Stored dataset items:
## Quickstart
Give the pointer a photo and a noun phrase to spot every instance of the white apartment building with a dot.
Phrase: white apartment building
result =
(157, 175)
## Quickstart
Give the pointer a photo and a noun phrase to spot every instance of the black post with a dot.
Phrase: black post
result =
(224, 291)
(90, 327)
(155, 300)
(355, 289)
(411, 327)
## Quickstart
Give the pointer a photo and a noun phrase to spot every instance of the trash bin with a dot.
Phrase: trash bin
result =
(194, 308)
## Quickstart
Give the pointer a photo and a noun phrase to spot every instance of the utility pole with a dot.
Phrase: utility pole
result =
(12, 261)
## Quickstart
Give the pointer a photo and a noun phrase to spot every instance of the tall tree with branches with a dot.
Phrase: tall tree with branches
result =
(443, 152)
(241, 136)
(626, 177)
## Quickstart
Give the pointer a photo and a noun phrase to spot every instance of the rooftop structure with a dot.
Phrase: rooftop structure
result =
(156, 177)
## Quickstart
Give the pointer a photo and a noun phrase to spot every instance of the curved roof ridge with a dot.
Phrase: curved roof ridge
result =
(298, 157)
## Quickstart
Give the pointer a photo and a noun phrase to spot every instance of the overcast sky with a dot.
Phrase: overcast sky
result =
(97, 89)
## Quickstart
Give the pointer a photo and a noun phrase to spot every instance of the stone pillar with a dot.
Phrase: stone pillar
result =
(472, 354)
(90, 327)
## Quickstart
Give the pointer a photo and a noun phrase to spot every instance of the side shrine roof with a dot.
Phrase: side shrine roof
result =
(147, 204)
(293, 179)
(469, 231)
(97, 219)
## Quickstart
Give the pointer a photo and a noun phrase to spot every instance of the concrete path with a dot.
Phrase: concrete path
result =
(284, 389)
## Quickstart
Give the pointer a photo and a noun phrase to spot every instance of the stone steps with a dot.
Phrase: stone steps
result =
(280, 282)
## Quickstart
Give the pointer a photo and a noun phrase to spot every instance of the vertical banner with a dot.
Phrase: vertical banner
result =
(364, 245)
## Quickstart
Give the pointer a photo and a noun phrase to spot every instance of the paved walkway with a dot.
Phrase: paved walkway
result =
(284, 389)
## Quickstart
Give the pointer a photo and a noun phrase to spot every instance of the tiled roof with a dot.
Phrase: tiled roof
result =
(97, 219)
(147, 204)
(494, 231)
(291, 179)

● **Problem details**
Your output must contain exactly the lines from the one containing "path with a dot." to the final line of the data above, and no other text.

● **Exercise solution**
Give the pointer a photo and a noun phrase to spot every instance of the concrete path with a dot.
Phrase: concrete path
result =
(284, 389)
## Quickstart
Give the pointer a photo and a noun phrase to spot every instance of the stone steps with a dot.
Phrase: stone steps
result =
(280, 282)
## Quickstart
Give the pointer a photo and a noun phrase to spot every instance of the vertical banner with a dot.
Phrase: vertical banner
result =
(364, 245)
## Quickstart
Give the pointer a photo and a noun phrase to spot every instance of the paved walkway with a dot.
Phrase: paved walkway
result =
(284, 389)
## Quickstart
Give the pointer a photo and a noun phrase to spot every instance of the tiled roof with a dot.
Phrase: tiled roof
result =
(97, 219)
(147, 204)
(494, 231)
(291, 179)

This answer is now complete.